[Opdracht 1] Schrijf uit het document over persoonlijkheid en identiteit het stuk van "Persoonlijkheid en identiteit" tot en met "creativiteit of autonomie." woord voor woord over.

[Document]
* * * * * * * * *

Persoonlijkheid en identiteit verschillen dus duidelijk. Persoonlijkheid is relatief stabiel en grotendeels aangeboren. Identiteit is opgebouwd, veranderlijk en sterk beïnvloed door sociale en culturele factoren. Persoonlijkheid beantwoordt de vraag hoe ben ik, identiteit beantwoordt de vraag wie ben ik. Toch beïnvloeden ze elkaar voortdurend. Een extraverte persoonlijkheid kan bijvoorbeeld leiden tot een identiteit als verbinder, spreker of leider, terwijl een introverte persoonlijkheid eerder een identiteit vormt rond introspectie, creativiteit of autonomie.
Problemen in de ontwikkeling van persoonlijkheid of identiteit kunnen leiden tot psychische klachten. Een ernstig verstoorde identiteitsontwikkeling kan leiden tot een diffuus zelfbeeld, instabiele relaties en gevoelens van leegte, zoals bij een borderline persoonlijkheidsstoornis. Ook kan een conflict tussen persoonlijke trekken en maatschappelijke verwachtingen leiden tot verwarring en onzekerheid over wie iemand werkelijk is.

* * * * * * * * *

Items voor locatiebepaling
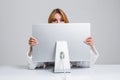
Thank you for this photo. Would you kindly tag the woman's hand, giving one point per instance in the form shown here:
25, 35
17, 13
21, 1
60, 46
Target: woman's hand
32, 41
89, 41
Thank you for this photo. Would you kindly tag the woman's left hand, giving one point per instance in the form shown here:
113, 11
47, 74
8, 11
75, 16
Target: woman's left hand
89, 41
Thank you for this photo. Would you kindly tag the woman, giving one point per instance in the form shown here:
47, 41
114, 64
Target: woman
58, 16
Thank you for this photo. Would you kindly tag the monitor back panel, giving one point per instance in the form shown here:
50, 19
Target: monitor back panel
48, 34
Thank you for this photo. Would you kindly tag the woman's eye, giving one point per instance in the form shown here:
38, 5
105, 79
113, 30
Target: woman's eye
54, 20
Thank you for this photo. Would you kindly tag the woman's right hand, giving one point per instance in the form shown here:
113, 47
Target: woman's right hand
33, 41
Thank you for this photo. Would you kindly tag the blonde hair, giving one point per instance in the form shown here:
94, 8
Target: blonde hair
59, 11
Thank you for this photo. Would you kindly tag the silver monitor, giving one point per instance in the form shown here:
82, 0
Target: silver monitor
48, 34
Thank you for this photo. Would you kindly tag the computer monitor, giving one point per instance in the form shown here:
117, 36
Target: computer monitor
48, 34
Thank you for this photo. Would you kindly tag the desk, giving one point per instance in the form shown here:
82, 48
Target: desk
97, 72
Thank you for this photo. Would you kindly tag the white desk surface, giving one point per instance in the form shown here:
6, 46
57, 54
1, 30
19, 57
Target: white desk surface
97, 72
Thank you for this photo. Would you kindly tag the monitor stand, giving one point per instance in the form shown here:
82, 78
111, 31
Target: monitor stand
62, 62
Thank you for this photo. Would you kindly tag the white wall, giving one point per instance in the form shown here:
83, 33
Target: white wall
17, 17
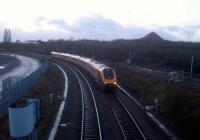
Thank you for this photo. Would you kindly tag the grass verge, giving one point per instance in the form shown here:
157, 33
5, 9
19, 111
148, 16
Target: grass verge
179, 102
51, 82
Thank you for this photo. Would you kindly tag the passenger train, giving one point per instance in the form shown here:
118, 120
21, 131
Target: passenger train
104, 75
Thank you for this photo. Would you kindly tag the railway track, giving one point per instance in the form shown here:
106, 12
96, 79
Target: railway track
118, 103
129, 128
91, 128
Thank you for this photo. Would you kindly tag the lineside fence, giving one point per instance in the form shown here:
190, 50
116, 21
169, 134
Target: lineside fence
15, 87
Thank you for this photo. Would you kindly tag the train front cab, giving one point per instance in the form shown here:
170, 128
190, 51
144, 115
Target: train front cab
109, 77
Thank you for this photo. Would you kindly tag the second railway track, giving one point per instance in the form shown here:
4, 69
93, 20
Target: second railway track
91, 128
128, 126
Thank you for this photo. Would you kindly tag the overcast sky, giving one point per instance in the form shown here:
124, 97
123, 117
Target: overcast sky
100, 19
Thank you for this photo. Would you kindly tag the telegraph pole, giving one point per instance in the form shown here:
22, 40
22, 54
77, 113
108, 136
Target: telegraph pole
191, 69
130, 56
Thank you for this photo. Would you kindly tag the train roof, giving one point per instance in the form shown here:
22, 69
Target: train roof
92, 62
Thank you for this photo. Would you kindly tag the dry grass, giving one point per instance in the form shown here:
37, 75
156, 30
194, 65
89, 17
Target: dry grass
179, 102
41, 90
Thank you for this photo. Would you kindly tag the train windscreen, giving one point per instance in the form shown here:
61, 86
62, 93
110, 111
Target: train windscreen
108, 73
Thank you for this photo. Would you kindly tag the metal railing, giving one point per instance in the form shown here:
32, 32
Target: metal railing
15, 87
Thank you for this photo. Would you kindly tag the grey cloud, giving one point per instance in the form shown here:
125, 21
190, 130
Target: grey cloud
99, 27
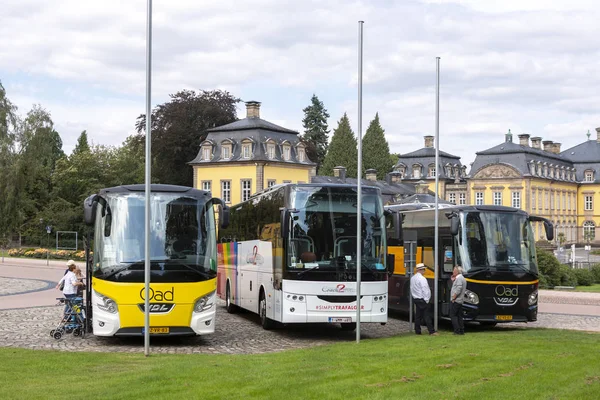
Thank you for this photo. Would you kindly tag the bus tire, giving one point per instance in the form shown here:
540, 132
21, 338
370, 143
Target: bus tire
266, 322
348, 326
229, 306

* * * * * * * * *

[Opdracht 2] Filter de records en neem elke regel over waarin het woord "desk" voorkomt. Let op hoofdletters en kleine letters.

[Volledige uitvoer 1]
Persoonlijkheid en identiteit verschillen dus duidelijk. Persoonlijkheid is relatief stabiel en grotendeels aangeboren. Identiteit is opgebouwd, veranderlijk en sterk beïnvloed door sociale en culturele factoren. Persoonlijkheid beantwoordt de vraag hoe ben ik, identiteit beantwoordt de vraag wie ben ik. Toch beïnvloeden ze elkaar voortdurend. Een extraverte persoonlijkheid kan bijvoorbeeld leiden tot een identiteit als verbinder, spreker of leider, terwijl een introverte persoonlijkheid eerder een identiteit vormt rond introspectie, creativiteit of autonomie.

[Volledige uitvoer 2]
Thank you for this photo. Would you kindly tag the desk, giving one point per instance in the form shown here:
Target: desk
Thank you for this photo. Would you kindly tag the white desk surface, giving one point per instance in the form shown here:
Target: white desk surface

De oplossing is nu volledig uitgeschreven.